----- Data to use

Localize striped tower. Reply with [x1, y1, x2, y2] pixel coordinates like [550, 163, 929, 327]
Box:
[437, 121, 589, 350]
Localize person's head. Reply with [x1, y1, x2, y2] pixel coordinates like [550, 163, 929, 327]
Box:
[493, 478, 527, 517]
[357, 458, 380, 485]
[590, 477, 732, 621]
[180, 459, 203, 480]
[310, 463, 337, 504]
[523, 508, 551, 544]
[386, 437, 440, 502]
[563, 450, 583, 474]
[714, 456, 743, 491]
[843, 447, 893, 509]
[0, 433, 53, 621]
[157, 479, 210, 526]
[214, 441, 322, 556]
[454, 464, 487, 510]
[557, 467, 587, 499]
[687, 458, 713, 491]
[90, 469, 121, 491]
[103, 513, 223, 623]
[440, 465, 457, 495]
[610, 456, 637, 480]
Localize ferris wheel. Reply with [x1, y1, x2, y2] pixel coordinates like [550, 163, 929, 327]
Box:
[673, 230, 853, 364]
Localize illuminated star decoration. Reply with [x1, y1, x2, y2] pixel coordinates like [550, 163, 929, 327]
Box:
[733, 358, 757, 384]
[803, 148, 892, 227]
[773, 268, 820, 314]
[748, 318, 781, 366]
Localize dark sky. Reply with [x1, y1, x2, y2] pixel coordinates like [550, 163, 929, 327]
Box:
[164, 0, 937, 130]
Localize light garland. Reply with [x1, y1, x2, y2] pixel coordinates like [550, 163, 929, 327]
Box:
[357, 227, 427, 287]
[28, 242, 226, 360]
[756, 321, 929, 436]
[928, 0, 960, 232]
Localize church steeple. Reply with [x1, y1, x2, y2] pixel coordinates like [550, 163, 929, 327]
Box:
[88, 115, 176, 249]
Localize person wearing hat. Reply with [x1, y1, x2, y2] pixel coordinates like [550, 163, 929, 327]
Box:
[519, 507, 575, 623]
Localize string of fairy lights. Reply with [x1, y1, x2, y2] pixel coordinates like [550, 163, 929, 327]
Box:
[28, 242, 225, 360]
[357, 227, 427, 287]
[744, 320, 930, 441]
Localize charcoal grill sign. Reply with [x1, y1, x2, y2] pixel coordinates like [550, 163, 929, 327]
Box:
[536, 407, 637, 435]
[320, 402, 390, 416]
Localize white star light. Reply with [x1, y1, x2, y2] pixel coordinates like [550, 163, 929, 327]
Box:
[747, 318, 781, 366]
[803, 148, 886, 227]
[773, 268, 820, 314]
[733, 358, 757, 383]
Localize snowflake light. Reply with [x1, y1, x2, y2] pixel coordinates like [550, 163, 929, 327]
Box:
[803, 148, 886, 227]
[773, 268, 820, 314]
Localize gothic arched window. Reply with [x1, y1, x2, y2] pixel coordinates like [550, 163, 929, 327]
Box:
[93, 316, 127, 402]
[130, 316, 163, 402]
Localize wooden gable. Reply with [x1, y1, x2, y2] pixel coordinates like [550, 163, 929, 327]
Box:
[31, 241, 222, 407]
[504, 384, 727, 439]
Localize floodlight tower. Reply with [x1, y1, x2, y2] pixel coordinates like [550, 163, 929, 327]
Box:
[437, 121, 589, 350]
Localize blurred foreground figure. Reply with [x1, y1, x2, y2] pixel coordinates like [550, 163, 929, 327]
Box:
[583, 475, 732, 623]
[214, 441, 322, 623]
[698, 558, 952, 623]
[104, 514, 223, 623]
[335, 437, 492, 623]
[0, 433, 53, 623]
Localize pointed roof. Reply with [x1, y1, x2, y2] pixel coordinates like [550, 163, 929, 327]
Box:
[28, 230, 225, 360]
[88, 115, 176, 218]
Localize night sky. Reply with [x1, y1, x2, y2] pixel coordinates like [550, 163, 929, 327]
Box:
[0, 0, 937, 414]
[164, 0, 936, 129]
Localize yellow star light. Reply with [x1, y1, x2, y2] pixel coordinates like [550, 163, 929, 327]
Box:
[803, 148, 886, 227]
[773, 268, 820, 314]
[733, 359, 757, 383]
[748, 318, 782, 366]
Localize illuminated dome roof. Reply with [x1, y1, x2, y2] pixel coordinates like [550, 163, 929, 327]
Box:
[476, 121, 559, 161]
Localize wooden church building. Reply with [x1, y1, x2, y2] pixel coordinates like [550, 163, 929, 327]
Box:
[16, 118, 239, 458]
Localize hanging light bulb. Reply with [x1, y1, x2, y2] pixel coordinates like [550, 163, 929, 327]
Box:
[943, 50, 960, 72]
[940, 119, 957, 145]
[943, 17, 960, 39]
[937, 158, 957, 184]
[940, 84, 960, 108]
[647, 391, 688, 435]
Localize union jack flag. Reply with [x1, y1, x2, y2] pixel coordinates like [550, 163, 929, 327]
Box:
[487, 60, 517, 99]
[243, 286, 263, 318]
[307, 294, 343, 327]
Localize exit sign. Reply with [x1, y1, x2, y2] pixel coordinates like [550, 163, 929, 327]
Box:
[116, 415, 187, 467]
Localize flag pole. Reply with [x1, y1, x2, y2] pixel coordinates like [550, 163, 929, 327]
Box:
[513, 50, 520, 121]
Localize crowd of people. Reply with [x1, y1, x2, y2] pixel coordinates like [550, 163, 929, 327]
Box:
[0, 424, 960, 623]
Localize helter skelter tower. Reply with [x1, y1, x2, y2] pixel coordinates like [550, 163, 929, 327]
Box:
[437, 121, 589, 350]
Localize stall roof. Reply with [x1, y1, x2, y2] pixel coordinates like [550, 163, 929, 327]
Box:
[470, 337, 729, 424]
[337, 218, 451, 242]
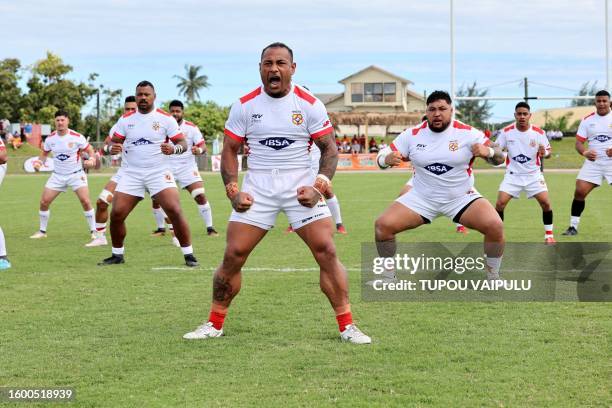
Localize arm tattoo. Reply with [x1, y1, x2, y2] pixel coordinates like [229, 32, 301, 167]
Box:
[314, 134, 338, 180]
[487, 143, 504, 166]
[213, 275, 232, 302]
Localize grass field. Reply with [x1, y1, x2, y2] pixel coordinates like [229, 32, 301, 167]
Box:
[0, 172, 612, 407]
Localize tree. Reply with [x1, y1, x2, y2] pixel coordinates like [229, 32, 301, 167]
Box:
[572, 81, 599, 106]
[185, 101, 229, 141]
[19, 52, 96, 131]
[174, 64, 210, 103]
[0, 58, 23, 122]
[455, 81, 493, 129]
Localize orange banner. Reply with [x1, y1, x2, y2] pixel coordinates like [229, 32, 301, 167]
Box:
[337, 153, 412, 170]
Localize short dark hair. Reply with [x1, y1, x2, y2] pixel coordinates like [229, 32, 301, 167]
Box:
[259, 42, 293, 61]
[427, 91, 453, 105]
[136, 81, 155, 90]
[514, 101, 531, 112]
[168, 99, 185, 110]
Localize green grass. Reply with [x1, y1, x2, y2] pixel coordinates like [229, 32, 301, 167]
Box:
[0, 172, 612, 407]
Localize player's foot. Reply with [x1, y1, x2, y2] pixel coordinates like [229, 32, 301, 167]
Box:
[561, 227, 578, 236]
[85, 234, 108, 248]
[30, 231, 47, 239]
[455, 225, 469, 235]
[98, 254, 125, 266]
[340, 324, 372, 344]
[0, 258, 11, 270]
[151, 228, 166, 237]
[184, 254, 200, 267]
[183, 322, 223, 340]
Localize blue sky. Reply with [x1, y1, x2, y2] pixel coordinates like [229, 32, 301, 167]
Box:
[0, 0, 606, 120]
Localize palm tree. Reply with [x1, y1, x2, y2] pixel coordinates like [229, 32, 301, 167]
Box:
[174, 64, 210, 103]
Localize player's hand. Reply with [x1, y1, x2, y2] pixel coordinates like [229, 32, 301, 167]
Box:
[83, 157, 96, 169]
[582, 149, 596, 161]
[297, 186, 321, 208]
[110, 143, 123, 154]
[385, 152, 402, 167]
[161, 143, 174, 156]
[538, 145, 546, 157]
[472, 143, 490, 159]
[232, 192, 255, 212]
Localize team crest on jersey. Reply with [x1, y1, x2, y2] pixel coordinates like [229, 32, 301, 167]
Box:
[259, 137, 295, 150]
[291, 113, 304, 126]
[512, 154, 531, 164]
[132, 137, 153, 146]
[425, 163, 453, 176]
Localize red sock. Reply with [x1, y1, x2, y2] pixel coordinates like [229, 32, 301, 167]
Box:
[336, 312, 353, 332]
[208, 310, 226, 330]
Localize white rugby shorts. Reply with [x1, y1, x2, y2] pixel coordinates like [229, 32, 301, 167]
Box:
[115, 166, 176, 197]
[499, 172, 548, 198]
[576, 159, 612, 186]
[229, 167, 331, 230]
[45, 170, 87, 193]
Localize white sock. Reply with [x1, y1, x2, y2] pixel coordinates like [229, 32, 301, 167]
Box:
[0, 227, 6, 256]
[327, 196, 342, 224]
[153, 207, 166, 229]
[38, 210, 51, 232]
[486, 256, 502, 279]
[83, 208, 96, 231]
[570, 215, 580, 229]
[198, 202, 212, 228]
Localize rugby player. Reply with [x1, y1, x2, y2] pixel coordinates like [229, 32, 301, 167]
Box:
[375, 91, 504, 280]
[495, 102, 555, 244]
[563, 90, 612, 235]
[30, 110, 96, 239]
[98, 81, 198, 266]
[183, 43, 371, 344]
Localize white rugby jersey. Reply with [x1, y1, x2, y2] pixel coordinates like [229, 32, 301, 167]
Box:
[496, 123, 551, 174]
[390, 120, 490, 202]
[168, 120, 205, 168]
[576, 112, 612, 163]
[43, 129, 89, 174]
[113, 109, 181, 168]
[225, 84, 333, 170]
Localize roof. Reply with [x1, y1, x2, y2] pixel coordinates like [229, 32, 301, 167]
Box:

----------

Tally the lines in the entries above that contain the string "tower", with case counting, and reply with the number alone.

3